Articles - Medical Malpractice
Jury: Two Doctors, Wesley Guilty of Malpractice ::
(11 18, 2005)
Wichita Eagle, The (KS)
June 12, 2001
Section: MAIN NEWS
Edition: main
Page: 1A
BY RON SYLVESTER
A Sedgwick County jury handed down a rare malpractice verdict against health care providers Monday, awarding more than $834,000 to the widow of a man who died in 1998 at Wesley Medical Center.
The damages - mostly assigned to two doctors - constituted the third-highest medical malpractice verdict in the state in the past five years, according to the Kansas Health Care Stabilization Fund.
The jury, which began deliberations Friday afternoon, ordered former Wesley resident Rod Buzzas and attending physician Brent Lancaster to pay a combined 75 percent of the damages to Christal Cook. Lancaster's lawyer said he hopes to appeal the decision.
But jurors also held Wesley nurses responsible for not reporting symptoms to doctors that court testimony said could have saved the life of David Cook: a Wichita city employee, church volunteer, father and grandfather who died at age 56.
"We felt everyone could have communicated better," said Robert McElroy, presiding juror.
Wesley, found at 25 percent fault, is responsible for $208,500 of the damages to the Cook family.

- Problem details: In the article on the Wesley malpractice verdict, what dollar amount of the damages is Wesley responsible for?

- Dataset extract:
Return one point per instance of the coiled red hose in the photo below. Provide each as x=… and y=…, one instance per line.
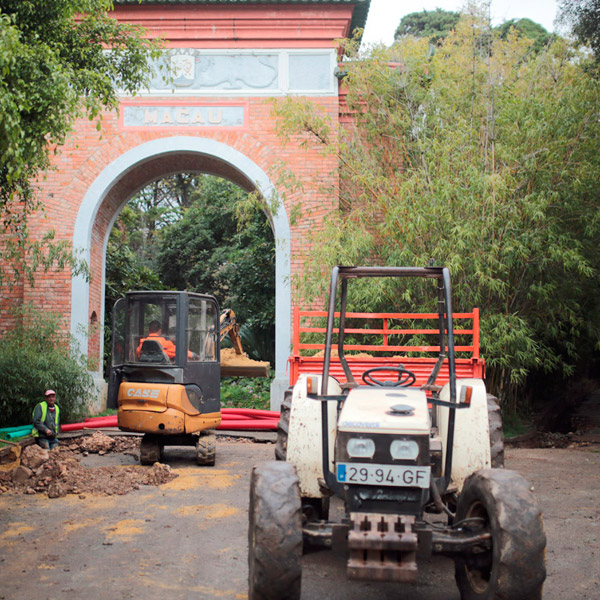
x=232, y=419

- Problem solution: $208,500